+++ Exercise data

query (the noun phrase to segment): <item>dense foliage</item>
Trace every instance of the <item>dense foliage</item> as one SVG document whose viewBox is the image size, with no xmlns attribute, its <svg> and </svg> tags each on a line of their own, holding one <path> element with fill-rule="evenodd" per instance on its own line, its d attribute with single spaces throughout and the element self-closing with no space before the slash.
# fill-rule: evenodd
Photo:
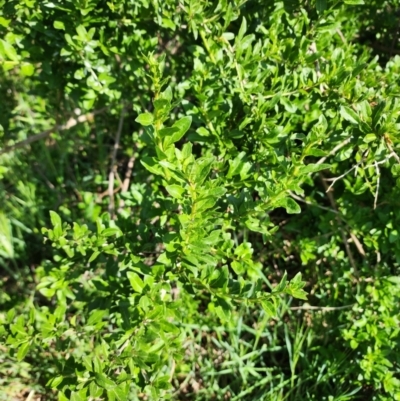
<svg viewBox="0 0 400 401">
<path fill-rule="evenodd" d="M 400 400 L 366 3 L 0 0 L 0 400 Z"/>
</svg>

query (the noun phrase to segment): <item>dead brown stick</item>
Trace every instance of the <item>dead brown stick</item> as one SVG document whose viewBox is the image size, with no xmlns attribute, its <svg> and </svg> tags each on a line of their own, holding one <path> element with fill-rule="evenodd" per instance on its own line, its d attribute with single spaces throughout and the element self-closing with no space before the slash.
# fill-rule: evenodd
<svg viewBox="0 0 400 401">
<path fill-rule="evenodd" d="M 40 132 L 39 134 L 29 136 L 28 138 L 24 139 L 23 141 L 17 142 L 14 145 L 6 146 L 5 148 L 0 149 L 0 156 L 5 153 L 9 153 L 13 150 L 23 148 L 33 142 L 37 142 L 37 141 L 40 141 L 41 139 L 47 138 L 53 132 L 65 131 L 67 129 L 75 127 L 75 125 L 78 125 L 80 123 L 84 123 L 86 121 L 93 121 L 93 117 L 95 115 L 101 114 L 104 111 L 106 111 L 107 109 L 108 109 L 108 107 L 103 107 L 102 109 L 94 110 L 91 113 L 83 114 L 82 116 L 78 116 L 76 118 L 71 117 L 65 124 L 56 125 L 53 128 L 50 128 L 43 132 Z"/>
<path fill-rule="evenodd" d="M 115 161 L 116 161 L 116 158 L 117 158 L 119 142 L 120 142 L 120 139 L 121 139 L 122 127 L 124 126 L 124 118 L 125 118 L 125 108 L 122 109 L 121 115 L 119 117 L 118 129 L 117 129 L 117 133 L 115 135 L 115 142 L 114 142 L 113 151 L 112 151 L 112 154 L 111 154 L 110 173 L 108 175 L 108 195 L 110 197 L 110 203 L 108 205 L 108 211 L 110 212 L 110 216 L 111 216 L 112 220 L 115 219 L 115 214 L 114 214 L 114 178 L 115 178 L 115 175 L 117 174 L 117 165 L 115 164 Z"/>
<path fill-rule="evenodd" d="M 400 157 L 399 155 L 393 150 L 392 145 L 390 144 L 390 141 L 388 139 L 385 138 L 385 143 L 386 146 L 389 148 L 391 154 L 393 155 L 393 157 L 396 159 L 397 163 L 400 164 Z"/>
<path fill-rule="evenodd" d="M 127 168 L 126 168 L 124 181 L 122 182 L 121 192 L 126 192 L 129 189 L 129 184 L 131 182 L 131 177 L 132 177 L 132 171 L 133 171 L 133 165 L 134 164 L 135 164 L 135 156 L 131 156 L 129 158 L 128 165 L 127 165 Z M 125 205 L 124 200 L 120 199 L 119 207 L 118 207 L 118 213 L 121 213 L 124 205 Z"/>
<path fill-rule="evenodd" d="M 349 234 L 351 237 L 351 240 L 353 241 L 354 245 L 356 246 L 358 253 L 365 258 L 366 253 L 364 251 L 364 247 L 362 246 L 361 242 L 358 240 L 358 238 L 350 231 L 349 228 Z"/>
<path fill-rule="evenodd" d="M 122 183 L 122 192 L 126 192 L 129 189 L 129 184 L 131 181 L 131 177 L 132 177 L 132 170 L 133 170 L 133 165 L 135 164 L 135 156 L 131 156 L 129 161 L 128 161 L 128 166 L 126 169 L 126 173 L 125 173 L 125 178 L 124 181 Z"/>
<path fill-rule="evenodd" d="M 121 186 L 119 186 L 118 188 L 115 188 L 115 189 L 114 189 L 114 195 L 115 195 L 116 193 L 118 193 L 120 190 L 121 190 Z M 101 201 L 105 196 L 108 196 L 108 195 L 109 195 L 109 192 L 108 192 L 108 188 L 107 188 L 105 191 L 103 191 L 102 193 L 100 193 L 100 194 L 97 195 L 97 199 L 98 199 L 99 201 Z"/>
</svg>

++++++

### Your goal
In the listing above, the lines from the one containing "query (the noun phrase to segment): <item>dead" through the one containing "Trace every instance of the <item>dead" must be set down exactly, with no other lines.

### Response for this exercise
query (the noun phrase to segment): <item>dead brown stick</item>
Trace every instance of the <item>dead brown stick</item> as one SVG document whose viewBox is the image size, with no xmlns attribute, its <svg> and </svg> tags each on a line of their own, holding one <path> element with fill-rule="evenodd" per instance on its own line, its d attribute with single spaces throughout and the element self-closing with no space before the slash.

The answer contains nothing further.